Reproduce the passage of the text on extracting vector data from a PDF, from "Extract Vector Data" to "rectangle, and position.", word for word.

▶ [SELECTED TEXT]

* BEGIN *

Extract Vector Data from a PDF file using C#
Contents
[
Hide
]
Access to Vector Data from PDF document
Since the the 24.2 release, Aspose.PDF for .NET library allows vector data extraction from a PDF file. The next code snippet creates a new Document object using some input data, initializes a ‘GraphicsAbsorber’(the GraphicsAbsorber returns the vector data) to handle graphic elements, and then visits the second page of the document to extract and analyze these elements. It retrieves various properties of the second graphic element, such as its associated operators, rectangle, and position.
private static void ProcessGraphicsInPDF()
{
// The path to the documents directory
var dataDir = RunExamples.GetDataDir_AsposePdf_WorkingDocuments();
// Open document using 'using' block to ensure proper disposal
using (var document = new Aspose.Pdf.Document(dataDir + "input.pdf"))
{
// Instantiate a new GraphicsAbsorber object to process graphic elements
using (var grAbsorber = new Aspose.Pdf.Vector.GraphicsAbsorber())

* END *

▶ [INFORMATION GIVEN]
* BEGIN *

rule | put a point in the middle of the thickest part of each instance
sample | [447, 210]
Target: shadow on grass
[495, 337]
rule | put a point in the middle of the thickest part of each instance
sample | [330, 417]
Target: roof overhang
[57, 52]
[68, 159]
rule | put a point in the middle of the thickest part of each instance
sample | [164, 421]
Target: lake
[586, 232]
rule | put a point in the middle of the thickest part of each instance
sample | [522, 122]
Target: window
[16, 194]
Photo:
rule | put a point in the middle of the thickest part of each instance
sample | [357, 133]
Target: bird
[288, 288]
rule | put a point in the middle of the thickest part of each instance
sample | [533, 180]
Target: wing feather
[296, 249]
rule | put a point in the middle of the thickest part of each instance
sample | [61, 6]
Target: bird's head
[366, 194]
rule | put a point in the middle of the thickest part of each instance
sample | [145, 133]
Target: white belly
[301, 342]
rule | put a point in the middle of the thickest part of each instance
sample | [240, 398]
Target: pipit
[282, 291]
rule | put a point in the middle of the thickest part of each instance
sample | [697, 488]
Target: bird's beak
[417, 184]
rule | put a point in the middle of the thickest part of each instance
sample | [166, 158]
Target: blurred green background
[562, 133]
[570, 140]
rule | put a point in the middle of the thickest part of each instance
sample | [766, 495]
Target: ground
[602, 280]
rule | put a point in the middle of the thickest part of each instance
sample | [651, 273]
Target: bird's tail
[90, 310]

* END *

▶ [SOLUTION TO THIS TASK]
Extract Vector Data from a PDF file using C#
Contents
[
Hide
]
Access to Vector Data from PDF document
Since the the 24.2 release, Aspose.PDF for .NET library allows vector data extraction from a PDF file. The next code snippet creates a new Document object using some input data, initializes a ‘GraphicsAbsorber’(the GraphicsAbsorber returns the vector data) to handle graphic elements, and then visits the second page of the document to extract and analyze these elements. It retrieves various properties of the second graphic element, such as its associated operators, rectangle, and position.